◆ WHAT TO WORK ON
Reproduce verbatim everything in the entries below, from the line containing "painted line on" down to the last line of the entries, both included.

◆ RECORDS SUPPLIED
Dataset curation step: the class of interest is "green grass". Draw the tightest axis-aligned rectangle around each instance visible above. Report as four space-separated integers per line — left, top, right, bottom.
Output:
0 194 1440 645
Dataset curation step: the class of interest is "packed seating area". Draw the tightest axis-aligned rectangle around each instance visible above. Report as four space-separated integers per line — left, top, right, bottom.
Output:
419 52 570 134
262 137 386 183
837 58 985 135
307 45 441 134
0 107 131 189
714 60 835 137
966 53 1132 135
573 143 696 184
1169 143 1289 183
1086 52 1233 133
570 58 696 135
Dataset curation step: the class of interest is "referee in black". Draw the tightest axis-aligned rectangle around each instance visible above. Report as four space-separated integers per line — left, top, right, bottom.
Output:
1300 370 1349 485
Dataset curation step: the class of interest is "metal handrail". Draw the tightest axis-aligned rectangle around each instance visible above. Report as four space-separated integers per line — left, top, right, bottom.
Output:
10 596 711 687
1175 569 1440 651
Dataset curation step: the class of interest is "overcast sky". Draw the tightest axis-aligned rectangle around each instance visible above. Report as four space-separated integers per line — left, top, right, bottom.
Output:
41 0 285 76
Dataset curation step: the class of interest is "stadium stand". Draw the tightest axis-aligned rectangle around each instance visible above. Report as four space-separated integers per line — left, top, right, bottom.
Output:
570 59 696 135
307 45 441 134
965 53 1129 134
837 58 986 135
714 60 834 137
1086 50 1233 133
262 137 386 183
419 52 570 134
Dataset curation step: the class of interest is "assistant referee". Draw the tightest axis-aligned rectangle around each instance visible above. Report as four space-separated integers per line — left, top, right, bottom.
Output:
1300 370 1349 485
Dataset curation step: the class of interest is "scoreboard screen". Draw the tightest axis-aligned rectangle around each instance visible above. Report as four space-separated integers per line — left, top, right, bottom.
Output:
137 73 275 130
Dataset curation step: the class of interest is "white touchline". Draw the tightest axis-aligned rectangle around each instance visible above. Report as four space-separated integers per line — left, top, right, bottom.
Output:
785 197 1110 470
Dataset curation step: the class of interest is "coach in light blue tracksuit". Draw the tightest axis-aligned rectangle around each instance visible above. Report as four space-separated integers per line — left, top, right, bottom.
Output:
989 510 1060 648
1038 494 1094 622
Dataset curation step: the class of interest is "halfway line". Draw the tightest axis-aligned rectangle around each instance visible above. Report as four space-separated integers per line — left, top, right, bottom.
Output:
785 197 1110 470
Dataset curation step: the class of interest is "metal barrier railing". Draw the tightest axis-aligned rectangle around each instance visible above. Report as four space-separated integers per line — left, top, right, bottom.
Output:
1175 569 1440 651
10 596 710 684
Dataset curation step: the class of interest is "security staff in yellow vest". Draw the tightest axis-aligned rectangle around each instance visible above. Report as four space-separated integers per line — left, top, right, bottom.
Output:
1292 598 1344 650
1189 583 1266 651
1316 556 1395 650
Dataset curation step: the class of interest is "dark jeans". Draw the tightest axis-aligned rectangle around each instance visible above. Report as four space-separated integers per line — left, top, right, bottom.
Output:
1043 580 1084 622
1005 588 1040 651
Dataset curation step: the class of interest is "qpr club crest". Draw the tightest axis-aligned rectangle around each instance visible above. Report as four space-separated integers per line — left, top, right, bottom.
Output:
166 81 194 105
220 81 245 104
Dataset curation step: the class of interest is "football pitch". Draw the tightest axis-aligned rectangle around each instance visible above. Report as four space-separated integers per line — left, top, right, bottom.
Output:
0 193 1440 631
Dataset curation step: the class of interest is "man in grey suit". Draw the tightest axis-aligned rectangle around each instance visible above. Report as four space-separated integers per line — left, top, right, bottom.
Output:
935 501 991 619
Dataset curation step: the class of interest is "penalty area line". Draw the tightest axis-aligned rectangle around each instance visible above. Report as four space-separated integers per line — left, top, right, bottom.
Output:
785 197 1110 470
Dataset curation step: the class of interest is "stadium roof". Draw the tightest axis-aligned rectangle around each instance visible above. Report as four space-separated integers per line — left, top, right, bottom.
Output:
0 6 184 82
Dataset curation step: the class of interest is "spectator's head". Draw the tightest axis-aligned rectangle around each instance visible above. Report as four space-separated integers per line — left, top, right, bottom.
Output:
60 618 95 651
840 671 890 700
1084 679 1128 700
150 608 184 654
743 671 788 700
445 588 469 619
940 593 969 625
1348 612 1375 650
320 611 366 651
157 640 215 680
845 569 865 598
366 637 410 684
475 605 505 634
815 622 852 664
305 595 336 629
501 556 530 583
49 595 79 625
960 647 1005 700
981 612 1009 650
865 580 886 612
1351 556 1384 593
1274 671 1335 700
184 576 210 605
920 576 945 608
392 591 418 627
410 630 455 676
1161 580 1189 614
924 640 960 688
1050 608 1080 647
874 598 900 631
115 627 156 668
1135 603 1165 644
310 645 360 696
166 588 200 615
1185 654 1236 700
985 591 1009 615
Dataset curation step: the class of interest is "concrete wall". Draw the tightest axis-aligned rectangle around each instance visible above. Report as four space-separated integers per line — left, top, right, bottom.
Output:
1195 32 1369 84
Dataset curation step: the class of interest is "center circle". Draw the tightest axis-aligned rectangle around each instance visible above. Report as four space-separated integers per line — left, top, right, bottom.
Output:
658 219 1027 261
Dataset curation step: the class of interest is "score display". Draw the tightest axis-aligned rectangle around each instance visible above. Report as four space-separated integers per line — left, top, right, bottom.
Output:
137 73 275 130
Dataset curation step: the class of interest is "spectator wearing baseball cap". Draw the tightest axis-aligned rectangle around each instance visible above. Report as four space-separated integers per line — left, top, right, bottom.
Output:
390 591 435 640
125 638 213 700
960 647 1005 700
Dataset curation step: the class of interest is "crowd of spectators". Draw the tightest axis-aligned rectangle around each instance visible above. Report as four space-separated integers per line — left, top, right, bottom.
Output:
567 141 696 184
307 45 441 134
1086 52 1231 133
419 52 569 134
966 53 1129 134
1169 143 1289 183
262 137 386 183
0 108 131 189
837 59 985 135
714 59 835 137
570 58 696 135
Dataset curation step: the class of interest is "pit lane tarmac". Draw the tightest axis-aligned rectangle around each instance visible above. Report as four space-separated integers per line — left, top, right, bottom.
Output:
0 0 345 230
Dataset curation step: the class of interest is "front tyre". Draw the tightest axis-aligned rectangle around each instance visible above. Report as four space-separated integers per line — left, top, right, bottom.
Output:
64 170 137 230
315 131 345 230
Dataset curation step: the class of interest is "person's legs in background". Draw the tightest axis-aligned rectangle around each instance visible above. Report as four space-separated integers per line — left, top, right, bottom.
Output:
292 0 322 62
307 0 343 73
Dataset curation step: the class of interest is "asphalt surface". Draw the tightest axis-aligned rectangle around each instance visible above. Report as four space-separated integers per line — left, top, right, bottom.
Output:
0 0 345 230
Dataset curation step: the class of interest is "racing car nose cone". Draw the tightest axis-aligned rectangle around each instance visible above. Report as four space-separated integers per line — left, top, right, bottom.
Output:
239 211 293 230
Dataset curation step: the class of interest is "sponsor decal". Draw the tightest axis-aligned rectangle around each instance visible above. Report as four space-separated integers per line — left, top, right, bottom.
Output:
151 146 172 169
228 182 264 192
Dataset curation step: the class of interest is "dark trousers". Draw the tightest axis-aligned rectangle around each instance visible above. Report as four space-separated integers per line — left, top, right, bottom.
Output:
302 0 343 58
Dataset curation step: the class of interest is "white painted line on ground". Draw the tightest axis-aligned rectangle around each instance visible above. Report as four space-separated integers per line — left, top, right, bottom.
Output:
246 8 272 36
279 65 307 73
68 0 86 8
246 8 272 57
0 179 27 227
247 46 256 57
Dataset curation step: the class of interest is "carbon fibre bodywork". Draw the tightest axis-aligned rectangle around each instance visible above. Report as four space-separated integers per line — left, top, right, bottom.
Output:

◆ WRITTEN SOLUTION
Dataset curation step: the class of interest is "white painted line on ground". Draw the tightest axis-aligned rectangle around each instance visible above. Report as four space-separated integers per line — left, top, right, bottom.
Output:
246 8 272 36
279 65 307 73
68 0 86 8
246 8 272 57
0 179 27 227
247 46 256 57
Dataset curation step: the class of interest is "carbon fibre bodywork". Draw the tightest axis-aligned rectangle around each instance visible above. Report as four space-separated integers per line — left, top, right, bottom.
Output:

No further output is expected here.